#### Listing:
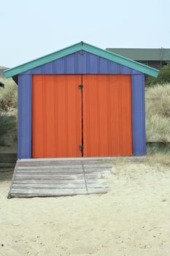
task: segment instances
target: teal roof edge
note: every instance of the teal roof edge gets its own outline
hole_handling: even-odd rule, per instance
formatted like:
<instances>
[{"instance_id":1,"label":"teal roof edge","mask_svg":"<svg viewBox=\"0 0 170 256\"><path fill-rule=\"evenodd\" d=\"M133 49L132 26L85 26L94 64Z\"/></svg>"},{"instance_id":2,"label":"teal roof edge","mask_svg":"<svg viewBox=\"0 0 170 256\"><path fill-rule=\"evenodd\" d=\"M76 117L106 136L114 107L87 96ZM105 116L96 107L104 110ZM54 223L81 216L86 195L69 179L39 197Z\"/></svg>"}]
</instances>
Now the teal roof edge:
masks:
<instances>
[{"instance_id":1,"label":"teal roof edge","mask_svg":"<svg viewBox=\"0 0 170 256\"><path fill-rule=\"evenodd\" d=\"M88 53L97 55L111 61L126 66L135 70L139 71L142 73L155 78L158 76L159 72L159 70L154 69L153 67L148 67L139 62L121 56L116 53L111 53L106 50L98 48L86 42L80 42L75 45L59 50L56 52L40 57L39 59L25 63L20 66L17 66L15 67L7 69L4 71L5 77L7 78L12 77L14 75L23 73L29 69L42 66L48 62L64 57L67 55L74 53L75 52L80 51L81 50L86 50Z\"/></svg>"}]
</instances>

#### Task:
Arrange every line above as a JSON list of strings, one string per line, with no entries for blank lines. Leave the picture out of the list.

#### Result:
[
  "task: segment instances",
  "target: teal roof edge",
  "note: every instance of the teal roof edge gets its own outline",
  "hole_handling: even-odd rule, per instance",
  "formatted like:",
  "<instances>",
  "[{\"instance_id\":1,\"label\":\"teal roof edge\",\"mask_svg\":\"<svg viewBox=\\\"0 0 170 256\\\"><path fill-rule=\\\"evenodd\\\" d=\\\"M133 49L132 26L85 26L94 64Z\\\"/></svg>\"},{\"instance_id\":2,\"label\":\"teal roof edge\",\"mask_svg\":\"<svg viewBox=\\\"0 0 170 256\\\"><path fill-rule=\\\"evenodd\\\" d=\\\"M76 117L106 136L114 107L87 96ZM105 116L96 107L104 110ZM54 223L81 216L86 195L69 179L39 197Z\\\"/></svg>\"}]",
  "</instances>",
  "Now the teal roof edge:",
  "masks:",
  "<instances>",
  "[{\"instance_id\":1,\"label\":\"teal roof edge\",\"mask_svg\":\"<svg viewBox=\\\"0 0 170 256\\\"><path fill-rule=\\\"evenodd\\\" d=\\\"M88 53L97 55L111 61L126 66L135 70L139 71L142 73L155 78L158 76L159 72L159 70L154 69L153 67L148 67L139 62L121 56L116 53L111 53L106 50L98 48L86 42L80 42L75 45L59 50L56 52L40 57L39 59L25 63L20 66L17 66L15 67L7 69L4 71L5 77L7 78L12 77L14 75L23 73L29 69L42 66L48 62L64 57L67 55L74 53L75 52L80 51L81 50L86 50Z\\\"/></svg>\"}]",
  "</instances>"
]